Lesetext =>
Kopfweh bei Bayer

Gewinneinbruch: Der Pharma- und Chemiekonzern krankt immer noch am Lipobay-Skandal. Jobs fallen weg

BERLIN taz ■ Der Optimusmus von Werner Wenning wirkte schon ein wenig angekratzt. Er wolle den Chemie- und Pharmariesen im kommenden Jahr auf einen nachhaltigen Wachstumspfad bringen, erklärte der neue Vorstandschef der Bayer AG gestern bei seiner Halbjahresbilanz. Die ersten sechs Monate des Jahres sahen allerdings gar nicht danach aus. Nachdem sich der Gewinn schon 2001 halbiert hatte, ist er nun um weitere 19 Prozent auf 900 Millionen Euro eingebrochen. Schon gegengerechnet dabei: der – steuerfreie – Ertrag von 800 Millionen Euro aus dem Verkauf der 30-prozentigen Restbeteiligung an Agfa. Der Umsatz sank um 7 Prozent auf 14,3 Milliarden Euro. Die Analysten bei Morgan Stanley erklärten das Ergebnis zur „bisher größten Enttäuschung des europäischen und US-Chemiesektors“.

Wenning erinnerte denn auch daran, dass er schon bei seinem Amtsantritt im April von einer „Übergangsphase 2002“ gesprochen hatte. Und die könne länger dauern Schließlich falle der große Umbau des Konzerns nun ausgerechnet mit einer verlängerten Konjunkturflaute zusammen. Für den Rest des Jahres sehe er „keine Anzeichen für einen spürbaren Aufschwung“.

Vorliegende Einträge =>

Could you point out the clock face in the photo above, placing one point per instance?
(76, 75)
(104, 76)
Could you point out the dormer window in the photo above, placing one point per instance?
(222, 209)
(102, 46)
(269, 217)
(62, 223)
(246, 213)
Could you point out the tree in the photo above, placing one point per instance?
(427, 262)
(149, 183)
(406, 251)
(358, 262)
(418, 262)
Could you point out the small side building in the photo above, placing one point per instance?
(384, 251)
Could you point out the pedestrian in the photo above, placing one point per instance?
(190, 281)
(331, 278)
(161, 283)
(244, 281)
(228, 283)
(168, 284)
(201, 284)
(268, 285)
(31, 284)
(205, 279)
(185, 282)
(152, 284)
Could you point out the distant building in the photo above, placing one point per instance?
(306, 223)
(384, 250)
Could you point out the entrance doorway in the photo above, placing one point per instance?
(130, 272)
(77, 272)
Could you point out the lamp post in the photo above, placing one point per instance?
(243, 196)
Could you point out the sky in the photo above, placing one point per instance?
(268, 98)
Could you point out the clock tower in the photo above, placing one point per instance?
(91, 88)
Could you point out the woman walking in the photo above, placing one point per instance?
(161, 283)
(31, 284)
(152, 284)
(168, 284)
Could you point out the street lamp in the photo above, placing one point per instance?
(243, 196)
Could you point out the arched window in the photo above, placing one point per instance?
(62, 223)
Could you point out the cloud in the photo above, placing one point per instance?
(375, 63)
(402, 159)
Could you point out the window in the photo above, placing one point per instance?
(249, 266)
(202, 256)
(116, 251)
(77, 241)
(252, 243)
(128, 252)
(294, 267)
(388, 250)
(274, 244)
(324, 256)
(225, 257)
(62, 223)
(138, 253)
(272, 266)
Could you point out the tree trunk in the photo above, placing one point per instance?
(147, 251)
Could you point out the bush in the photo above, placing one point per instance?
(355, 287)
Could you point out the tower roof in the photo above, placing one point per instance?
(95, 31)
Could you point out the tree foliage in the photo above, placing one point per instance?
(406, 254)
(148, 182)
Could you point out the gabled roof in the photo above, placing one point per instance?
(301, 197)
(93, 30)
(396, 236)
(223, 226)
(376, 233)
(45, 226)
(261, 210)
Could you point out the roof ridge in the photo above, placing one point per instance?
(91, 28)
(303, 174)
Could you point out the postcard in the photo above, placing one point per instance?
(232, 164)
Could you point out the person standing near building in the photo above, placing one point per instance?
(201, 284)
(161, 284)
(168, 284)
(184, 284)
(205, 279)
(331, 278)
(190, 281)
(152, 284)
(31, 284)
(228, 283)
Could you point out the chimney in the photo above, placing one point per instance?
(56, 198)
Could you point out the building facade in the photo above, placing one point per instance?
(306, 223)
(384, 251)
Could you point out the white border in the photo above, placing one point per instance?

Arbeitsauftrag => Nenne alle Geldbeträge in Euro, die im Lesetext über Bayer vorkommen. Die Einträge spielen hierfür keine Rolle.

Antwortbereich => 900 Millionen Euro, 800 Millionen Euro, 14,3 Milliarden Euro